> **Required work**
Copy out all lines of the material below in which "door" occurs.

> **Data excerpts**
▼
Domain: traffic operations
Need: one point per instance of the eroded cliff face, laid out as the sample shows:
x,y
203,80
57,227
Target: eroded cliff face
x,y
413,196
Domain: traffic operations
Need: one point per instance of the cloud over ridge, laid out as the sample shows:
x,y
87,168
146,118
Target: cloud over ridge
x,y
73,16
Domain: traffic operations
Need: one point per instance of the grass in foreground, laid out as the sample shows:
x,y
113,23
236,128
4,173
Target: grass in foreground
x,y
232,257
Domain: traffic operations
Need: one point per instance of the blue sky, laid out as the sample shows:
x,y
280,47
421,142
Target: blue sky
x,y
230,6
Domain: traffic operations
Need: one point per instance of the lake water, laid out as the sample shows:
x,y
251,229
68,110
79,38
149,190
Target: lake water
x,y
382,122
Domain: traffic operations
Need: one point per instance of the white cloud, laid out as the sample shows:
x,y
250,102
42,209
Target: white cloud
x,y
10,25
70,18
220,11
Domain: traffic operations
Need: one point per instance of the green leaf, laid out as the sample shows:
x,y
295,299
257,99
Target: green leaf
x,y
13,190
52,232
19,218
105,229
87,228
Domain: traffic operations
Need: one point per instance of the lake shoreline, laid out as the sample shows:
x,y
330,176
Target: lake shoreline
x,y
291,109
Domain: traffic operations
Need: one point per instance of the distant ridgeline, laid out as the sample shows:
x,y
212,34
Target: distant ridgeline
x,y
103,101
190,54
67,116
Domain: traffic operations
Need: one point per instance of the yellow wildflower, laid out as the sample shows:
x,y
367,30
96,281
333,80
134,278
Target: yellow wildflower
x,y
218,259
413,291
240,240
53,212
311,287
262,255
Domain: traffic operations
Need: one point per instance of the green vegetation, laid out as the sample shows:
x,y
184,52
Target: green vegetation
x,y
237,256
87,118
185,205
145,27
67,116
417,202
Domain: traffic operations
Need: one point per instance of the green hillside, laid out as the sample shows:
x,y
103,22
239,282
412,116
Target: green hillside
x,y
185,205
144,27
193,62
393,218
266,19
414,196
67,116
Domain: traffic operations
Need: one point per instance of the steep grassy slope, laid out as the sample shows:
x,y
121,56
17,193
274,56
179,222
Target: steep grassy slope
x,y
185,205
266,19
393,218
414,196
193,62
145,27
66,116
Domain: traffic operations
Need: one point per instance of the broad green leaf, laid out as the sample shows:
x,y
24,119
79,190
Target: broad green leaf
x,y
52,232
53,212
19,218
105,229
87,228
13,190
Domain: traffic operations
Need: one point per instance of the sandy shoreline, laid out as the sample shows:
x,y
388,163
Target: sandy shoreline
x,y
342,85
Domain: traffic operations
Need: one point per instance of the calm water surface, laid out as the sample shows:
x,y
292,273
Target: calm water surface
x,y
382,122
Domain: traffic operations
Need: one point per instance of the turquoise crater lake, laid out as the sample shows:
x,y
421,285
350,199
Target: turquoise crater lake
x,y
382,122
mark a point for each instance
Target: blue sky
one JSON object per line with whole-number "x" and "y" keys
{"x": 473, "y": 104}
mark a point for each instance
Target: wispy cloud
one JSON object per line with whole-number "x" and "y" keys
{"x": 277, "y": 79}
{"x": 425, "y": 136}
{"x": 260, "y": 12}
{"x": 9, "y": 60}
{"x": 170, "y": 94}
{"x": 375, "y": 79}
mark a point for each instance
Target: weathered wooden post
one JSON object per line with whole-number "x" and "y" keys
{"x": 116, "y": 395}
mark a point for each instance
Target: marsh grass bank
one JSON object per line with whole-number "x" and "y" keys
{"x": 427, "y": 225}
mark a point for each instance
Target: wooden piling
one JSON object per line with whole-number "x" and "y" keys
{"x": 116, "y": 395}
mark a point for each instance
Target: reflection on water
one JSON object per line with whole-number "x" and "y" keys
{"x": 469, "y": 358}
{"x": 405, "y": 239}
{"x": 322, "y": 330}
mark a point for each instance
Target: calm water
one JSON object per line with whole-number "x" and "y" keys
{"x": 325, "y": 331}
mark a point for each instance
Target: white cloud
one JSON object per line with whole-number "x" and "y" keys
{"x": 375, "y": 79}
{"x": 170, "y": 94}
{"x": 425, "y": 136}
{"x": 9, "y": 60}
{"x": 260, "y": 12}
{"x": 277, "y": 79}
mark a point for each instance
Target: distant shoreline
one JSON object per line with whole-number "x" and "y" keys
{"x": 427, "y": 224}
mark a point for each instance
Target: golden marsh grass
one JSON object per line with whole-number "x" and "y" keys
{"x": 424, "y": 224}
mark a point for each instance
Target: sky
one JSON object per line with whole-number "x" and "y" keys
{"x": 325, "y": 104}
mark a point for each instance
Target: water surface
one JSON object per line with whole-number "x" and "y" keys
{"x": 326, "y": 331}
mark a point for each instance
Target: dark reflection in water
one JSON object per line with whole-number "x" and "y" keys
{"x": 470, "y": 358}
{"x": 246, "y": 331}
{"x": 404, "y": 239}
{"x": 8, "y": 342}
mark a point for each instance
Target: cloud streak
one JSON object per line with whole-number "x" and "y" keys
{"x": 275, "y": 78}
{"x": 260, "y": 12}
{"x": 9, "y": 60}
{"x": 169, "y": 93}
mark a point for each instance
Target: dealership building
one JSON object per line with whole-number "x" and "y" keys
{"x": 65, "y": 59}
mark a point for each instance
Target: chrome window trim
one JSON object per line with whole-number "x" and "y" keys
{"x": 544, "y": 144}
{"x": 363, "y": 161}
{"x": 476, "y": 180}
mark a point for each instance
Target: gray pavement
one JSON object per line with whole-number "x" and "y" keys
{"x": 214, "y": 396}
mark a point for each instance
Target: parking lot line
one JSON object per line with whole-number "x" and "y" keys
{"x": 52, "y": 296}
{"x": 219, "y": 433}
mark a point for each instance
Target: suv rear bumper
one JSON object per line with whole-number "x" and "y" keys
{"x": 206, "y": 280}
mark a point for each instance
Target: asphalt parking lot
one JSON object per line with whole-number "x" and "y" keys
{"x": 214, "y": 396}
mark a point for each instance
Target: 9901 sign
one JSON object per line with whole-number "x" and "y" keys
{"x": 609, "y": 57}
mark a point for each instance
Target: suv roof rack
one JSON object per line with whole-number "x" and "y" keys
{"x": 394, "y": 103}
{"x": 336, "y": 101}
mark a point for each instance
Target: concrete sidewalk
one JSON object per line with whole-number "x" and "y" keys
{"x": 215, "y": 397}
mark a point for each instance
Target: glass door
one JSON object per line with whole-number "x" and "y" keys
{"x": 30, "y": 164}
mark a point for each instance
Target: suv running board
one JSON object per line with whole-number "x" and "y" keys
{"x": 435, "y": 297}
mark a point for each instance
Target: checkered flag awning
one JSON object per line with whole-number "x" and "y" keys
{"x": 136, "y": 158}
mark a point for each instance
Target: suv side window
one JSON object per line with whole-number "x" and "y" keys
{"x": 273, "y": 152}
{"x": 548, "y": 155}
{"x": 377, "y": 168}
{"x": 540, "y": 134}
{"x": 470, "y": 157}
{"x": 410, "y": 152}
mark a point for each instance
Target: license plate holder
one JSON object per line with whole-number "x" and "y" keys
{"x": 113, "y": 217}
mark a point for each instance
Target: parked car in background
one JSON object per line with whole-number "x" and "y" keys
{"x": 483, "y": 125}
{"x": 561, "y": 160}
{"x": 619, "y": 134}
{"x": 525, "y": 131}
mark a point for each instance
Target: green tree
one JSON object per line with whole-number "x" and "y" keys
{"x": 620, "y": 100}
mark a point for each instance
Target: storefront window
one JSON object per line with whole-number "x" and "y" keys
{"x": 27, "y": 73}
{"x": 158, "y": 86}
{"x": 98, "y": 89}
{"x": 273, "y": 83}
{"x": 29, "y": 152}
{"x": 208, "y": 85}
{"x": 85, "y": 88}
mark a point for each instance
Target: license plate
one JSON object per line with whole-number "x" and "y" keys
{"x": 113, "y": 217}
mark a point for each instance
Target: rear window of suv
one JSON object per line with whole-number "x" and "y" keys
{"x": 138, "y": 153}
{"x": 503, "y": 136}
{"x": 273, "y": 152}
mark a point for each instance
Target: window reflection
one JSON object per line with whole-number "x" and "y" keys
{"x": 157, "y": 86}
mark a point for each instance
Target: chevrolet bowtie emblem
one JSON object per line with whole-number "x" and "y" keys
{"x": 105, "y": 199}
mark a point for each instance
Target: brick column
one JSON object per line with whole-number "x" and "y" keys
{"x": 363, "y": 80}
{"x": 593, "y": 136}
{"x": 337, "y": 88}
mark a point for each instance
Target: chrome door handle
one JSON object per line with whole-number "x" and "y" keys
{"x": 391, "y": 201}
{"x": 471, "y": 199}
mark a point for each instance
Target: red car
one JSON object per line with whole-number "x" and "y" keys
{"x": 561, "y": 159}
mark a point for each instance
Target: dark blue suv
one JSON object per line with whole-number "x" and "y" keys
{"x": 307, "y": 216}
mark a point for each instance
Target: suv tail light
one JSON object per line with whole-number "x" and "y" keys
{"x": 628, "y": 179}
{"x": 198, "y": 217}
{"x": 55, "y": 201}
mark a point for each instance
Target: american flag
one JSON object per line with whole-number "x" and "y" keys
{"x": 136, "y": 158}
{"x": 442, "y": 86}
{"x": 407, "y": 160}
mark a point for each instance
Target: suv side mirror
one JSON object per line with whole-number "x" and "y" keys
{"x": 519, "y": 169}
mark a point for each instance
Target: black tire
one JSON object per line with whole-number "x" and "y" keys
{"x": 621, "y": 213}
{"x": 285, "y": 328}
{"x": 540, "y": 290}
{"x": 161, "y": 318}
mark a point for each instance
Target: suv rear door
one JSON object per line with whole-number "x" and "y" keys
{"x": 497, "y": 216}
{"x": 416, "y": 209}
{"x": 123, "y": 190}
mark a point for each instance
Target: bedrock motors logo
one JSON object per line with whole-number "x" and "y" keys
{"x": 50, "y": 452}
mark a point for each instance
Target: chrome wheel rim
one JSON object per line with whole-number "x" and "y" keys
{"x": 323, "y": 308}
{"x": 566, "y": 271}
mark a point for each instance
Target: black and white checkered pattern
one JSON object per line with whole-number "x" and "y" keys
▲
> **Exercise solution**
Target: glass door
Target: chrome door handle
Target: suv rear door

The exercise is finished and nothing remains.